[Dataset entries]
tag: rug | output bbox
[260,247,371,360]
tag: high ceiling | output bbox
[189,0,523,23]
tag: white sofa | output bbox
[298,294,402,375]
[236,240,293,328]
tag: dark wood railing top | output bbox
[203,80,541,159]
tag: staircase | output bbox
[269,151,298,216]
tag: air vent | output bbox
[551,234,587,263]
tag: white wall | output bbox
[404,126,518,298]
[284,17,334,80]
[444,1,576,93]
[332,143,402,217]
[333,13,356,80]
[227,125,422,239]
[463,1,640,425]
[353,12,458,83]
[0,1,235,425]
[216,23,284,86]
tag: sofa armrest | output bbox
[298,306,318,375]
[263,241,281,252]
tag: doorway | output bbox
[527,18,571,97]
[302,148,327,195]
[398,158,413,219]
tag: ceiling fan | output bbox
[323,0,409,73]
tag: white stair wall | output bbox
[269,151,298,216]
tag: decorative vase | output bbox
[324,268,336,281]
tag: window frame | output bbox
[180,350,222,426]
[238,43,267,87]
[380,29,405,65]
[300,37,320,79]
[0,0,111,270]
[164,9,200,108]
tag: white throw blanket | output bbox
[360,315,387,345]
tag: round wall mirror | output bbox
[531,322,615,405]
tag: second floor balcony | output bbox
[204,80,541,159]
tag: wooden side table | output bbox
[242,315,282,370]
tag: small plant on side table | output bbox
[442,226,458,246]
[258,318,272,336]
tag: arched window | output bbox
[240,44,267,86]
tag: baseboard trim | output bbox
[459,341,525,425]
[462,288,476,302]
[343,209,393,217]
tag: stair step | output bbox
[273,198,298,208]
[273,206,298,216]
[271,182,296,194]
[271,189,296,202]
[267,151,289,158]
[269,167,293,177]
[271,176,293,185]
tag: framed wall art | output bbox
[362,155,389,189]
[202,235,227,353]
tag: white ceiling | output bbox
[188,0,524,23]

◆ What you have to do ◆
Reproduce every line of the data above without any changes.

◆ Written solution ◆
tag: rug | output bbox
[260,247,371,360]
tag: high ceiling | output bbox
[189,0,523,23]
tag: white sofa | output bbox
[298,294,402,375]
[236,240,293,328]
tag: dark wood railing top | output bbox
[203,80,541,159]
tag: staircase | output bbox
[269,151,298,216]
tag: air vent | output bbox
[551,234,587,263]
tag: white wall | output bbox
[404,126,518,298]
[284,17,334,80]
[444,1,576,93]
[332,143,402,217]
[333,13,356,80]
[227,125,422,239]
[463,1,640,425]
[353,12,458,83]
[0,1,235,425]
[216,23,284,86]
tag: sofa armrest | output bbox
[298,306,318,375]
[263,241,281,252]
tag: doorway | output bbox
[527,18,571,97]
[302,148,327,195]
[398,158,413,219]
tag: ceiling fan | output bbox
[323,0,409,73]
tag: white stair wall | output bbox
[269,151,298,216]
tag: decorative vase | output bbox
[324,268,336,281]
tag: window frame | output bbox
[180,350,222,426]
[238,43,267,87]
[380,29,405,65]
[300,37,320,79]
[0,0,111,270]
[164,9,200,108]
tag: white throw blanket | output bbox
[360,315,387,345]
tag: round wall mirror | output bbox
[531,322,615,405]
tag: second floor balcony | output bbox
[204,80,541,159]
tag: wooden side table | output bbox
[242,315,282,370]
tag: small plant on side table | output bbox
[442,226,458,246]
[258,318,272,336]
tag: arched window | output bbox
[240,44,267,86]
tag: baseboard trim | output bbox
[459,341,525,425]
[462,288,476,302]
[343,209,393,217]
tag: stair step | output bbox
[273,198,298,208]
[273,206,298,216]
[271,182,296,194]
[271,189,296,202]
[267,151,289,158]
[269,167,293,177]
[271,176,293,185]
tag: framed wall art | output bbox
[362,155,389,189]
[202,235,227,353]
tag: white ceiling | output bbox
[188,0,524,23]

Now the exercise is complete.